begin Data records

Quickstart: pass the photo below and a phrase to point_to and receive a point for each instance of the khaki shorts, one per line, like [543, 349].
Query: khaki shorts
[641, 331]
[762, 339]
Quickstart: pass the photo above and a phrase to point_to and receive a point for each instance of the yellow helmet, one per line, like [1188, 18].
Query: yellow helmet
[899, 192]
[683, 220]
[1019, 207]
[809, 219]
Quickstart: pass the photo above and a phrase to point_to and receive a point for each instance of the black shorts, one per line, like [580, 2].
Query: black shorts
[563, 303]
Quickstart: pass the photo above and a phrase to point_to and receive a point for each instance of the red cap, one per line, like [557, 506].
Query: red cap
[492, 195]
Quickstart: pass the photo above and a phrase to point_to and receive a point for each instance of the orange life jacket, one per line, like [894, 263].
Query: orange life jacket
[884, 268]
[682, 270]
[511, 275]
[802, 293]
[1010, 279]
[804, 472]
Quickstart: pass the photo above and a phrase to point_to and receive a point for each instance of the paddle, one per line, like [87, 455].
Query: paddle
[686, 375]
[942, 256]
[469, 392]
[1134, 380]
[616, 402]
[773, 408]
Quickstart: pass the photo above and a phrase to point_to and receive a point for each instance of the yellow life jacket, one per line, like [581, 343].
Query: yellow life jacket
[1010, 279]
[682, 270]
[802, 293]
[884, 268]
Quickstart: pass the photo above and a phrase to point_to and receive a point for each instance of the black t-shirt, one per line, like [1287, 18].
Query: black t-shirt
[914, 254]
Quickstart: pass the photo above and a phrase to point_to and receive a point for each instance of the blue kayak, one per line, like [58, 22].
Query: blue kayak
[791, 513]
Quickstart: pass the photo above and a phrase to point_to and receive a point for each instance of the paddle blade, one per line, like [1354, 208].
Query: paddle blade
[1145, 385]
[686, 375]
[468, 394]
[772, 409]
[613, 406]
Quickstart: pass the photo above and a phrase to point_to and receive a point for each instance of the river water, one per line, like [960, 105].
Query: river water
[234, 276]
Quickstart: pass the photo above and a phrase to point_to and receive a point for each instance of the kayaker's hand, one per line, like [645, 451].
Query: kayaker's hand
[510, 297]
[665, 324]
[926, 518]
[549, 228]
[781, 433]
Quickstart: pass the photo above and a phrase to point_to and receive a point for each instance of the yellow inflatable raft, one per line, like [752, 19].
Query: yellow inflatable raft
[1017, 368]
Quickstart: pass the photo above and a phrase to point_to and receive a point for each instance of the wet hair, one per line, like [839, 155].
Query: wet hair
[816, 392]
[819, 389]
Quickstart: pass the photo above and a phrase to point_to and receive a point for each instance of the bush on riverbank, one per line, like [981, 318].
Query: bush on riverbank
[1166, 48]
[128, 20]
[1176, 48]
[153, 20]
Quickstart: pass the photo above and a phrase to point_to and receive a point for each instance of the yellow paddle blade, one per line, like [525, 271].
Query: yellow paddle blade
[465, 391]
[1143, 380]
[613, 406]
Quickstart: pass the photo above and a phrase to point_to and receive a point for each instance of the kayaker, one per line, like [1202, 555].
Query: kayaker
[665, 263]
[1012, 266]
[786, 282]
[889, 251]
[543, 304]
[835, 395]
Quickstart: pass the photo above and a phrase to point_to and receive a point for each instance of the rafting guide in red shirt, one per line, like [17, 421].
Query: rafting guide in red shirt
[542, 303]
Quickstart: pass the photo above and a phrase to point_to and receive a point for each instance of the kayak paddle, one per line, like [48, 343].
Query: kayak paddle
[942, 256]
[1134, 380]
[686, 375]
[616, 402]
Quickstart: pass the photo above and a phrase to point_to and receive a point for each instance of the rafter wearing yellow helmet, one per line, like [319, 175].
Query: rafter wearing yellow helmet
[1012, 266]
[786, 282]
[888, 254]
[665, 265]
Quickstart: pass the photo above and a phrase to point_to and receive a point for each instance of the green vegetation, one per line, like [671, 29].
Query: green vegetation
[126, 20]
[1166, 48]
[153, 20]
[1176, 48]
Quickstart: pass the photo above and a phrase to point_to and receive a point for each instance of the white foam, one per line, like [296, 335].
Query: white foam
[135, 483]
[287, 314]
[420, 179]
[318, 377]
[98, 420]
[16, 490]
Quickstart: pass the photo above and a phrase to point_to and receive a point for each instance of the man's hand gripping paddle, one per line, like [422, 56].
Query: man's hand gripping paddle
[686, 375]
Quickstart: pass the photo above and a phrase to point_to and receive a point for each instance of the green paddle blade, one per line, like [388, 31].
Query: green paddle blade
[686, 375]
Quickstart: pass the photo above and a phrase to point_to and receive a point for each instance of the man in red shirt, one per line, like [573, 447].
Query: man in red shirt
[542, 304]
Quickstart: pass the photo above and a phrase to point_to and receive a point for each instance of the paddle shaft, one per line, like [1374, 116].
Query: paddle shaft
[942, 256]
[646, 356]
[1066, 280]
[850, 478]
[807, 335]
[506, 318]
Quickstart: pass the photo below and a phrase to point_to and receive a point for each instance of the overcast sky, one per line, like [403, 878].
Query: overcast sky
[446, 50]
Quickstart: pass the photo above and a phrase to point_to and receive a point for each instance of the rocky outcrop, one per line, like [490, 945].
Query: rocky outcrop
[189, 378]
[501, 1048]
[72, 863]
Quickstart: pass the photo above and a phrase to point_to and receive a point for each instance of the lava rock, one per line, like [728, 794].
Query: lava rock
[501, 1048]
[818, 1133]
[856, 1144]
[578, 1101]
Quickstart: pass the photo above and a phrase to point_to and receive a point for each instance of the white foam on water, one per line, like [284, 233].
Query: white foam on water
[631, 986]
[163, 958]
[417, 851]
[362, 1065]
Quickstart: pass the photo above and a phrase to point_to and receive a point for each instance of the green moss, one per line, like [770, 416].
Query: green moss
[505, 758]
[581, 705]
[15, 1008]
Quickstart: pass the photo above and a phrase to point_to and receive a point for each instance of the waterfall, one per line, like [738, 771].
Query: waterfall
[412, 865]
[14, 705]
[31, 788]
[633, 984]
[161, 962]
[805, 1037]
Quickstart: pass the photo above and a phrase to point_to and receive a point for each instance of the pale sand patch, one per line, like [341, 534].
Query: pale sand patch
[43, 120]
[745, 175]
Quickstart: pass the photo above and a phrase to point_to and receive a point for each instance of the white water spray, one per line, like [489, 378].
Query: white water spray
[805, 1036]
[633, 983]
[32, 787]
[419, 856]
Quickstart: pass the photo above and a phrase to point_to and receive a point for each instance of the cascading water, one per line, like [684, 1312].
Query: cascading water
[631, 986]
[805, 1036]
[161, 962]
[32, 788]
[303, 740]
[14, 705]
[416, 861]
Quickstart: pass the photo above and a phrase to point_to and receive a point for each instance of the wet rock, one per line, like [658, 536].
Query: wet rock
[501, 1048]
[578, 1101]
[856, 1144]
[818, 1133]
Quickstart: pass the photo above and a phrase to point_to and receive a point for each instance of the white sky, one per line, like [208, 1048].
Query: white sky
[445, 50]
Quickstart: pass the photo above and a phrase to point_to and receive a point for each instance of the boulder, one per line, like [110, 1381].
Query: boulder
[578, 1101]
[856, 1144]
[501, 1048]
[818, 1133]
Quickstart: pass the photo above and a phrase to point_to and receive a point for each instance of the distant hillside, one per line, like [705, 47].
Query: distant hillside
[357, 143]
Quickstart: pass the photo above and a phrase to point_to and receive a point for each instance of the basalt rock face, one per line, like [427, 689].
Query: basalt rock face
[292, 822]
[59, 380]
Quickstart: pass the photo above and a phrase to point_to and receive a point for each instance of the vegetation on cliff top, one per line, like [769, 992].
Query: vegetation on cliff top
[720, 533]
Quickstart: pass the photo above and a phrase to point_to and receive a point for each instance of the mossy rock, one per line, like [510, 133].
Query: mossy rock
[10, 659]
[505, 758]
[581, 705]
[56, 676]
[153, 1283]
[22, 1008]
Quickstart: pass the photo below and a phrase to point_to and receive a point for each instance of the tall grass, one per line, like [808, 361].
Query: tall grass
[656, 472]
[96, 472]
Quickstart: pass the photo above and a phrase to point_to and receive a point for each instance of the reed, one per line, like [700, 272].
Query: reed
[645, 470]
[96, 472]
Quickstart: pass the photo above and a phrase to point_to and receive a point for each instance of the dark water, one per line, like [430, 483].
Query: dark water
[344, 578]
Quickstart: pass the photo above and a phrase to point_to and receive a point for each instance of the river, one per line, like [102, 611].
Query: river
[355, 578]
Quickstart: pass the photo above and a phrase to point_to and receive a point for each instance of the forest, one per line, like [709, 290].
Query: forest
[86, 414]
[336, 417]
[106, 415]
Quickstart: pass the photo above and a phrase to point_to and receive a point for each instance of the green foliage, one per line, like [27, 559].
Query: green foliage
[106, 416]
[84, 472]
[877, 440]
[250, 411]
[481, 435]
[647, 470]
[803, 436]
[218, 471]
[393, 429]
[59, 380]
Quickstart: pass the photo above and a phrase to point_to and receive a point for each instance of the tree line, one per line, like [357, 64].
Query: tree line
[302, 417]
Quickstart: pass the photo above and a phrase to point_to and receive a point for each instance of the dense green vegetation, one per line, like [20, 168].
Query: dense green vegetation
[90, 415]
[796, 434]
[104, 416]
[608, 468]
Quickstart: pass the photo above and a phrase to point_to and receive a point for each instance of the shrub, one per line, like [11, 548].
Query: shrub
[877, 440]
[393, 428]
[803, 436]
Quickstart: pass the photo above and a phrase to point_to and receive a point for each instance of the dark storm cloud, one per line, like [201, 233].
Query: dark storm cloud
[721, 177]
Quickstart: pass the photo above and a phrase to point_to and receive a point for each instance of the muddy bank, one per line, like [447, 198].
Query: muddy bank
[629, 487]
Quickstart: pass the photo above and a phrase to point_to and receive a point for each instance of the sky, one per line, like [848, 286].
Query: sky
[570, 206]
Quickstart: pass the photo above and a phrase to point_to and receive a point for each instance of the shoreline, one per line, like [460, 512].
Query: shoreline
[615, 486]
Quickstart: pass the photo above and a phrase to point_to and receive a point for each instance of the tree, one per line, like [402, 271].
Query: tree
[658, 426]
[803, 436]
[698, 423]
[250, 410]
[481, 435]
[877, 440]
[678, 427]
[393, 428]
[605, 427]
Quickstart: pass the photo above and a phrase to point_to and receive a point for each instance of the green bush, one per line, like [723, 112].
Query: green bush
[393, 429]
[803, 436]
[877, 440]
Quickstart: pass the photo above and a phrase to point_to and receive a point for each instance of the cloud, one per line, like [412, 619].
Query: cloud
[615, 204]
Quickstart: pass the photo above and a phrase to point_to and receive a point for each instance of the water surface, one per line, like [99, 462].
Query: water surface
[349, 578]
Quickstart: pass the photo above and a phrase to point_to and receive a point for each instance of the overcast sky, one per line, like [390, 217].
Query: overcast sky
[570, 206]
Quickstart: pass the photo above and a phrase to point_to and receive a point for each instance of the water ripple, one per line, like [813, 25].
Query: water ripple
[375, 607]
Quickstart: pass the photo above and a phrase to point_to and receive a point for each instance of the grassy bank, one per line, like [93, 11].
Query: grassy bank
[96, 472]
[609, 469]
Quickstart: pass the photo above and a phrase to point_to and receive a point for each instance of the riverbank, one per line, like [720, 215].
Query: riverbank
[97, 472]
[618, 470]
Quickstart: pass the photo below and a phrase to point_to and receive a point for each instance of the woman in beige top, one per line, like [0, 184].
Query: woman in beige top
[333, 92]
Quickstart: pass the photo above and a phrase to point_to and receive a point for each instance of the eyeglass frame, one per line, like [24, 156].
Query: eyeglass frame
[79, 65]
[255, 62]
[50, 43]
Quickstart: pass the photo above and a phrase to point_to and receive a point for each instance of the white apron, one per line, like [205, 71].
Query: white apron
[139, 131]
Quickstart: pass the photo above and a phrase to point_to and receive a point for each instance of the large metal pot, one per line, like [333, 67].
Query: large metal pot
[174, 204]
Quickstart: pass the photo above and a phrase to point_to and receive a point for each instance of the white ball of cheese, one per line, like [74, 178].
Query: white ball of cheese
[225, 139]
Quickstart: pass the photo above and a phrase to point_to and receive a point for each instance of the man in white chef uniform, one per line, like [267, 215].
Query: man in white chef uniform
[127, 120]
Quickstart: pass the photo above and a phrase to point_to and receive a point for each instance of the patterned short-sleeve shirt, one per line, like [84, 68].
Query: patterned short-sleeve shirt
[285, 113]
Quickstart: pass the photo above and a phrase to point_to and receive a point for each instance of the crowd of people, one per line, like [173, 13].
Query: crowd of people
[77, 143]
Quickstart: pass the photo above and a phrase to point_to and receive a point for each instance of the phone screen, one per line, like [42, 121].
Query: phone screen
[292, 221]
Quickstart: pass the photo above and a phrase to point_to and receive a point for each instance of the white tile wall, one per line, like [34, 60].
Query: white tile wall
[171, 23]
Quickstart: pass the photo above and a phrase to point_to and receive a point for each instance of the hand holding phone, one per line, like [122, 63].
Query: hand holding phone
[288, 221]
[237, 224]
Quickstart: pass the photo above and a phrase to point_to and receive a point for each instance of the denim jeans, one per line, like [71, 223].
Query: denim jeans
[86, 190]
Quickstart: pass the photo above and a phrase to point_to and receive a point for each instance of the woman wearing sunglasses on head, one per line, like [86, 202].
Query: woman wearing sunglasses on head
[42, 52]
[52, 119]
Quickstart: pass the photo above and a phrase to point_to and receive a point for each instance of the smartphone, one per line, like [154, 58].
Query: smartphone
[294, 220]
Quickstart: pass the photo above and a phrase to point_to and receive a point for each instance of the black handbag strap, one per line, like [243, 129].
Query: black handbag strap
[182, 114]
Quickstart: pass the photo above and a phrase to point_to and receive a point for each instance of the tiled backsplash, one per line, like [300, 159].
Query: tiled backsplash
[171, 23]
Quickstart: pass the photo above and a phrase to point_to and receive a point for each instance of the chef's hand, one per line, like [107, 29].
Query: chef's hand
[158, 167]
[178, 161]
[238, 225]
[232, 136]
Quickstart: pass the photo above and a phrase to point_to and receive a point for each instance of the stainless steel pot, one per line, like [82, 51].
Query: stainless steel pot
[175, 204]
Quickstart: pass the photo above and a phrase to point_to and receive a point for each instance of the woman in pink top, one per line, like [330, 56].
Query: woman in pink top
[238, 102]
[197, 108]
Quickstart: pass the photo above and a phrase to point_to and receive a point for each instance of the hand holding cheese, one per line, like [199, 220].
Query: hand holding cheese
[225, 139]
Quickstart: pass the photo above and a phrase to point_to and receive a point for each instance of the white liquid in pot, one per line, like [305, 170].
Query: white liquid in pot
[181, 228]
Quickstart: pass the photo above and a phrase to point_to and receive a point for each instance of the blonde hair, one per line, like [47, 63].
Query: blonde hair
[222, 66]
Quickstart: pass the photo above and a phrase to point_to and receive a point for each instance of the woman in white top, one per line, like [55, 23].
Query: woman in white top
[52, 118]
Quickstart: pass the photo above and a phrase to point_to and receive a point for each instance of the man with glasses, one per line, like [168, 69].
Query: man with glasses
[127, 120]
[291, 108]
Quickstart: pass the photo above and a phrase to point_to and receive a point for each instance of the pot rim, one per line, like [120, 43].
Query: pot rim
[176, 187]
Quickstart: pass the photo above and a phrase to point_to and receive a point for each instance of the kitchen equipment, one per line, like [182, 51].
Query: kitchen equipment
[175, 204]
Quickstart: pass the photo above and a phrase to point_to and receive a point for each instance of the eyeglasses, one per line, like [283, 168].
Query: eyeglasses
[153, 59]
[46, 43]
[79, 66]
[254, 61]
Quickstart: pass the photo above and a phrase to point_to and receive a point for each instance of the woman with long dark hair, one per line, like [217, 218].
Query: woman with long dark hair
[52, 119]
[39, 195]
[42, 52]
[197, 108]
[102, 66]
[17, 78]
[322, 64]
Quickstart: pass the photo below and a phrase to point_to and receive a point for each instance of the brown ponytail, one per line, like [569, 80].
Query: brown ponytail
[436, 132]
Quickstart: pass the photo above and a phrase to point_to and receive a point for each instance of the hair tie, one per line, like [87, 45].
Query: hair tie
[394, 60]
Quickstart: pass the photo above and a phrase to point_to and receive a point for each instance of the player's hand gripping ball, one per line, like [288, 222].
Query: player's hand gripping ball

end Data records

▶ [Objective]
Reproduce only the lines from the one containing "like [960, 105]." through the one containing "[1017, 368]", inclusive, switching "kayaker's hand" to "paddler's hand" and leaving everything else unchanged.

▶ [The reply]
Quickstart: pass the photo above and a phrase to point_to and receive a point for each instance of the river water, one per line, like [960, 105].
Query: river water
[234, 276]
Quickstart: pass the photo above and a phrase to point_to and receive a point for each instance of the paddler's hand, one per line, like [645, 451].
Query: paddler's hand
[510, 297]
[665, 324]
[926, 518]
[549, 228]
[781, 433]
Quickstart: pass the photo above and a phrase to point_to and receive a point for each instance of the yellow inflatable raft, one per line, like [752, 19].
Query: yellow inflatable raft
[1017, 368]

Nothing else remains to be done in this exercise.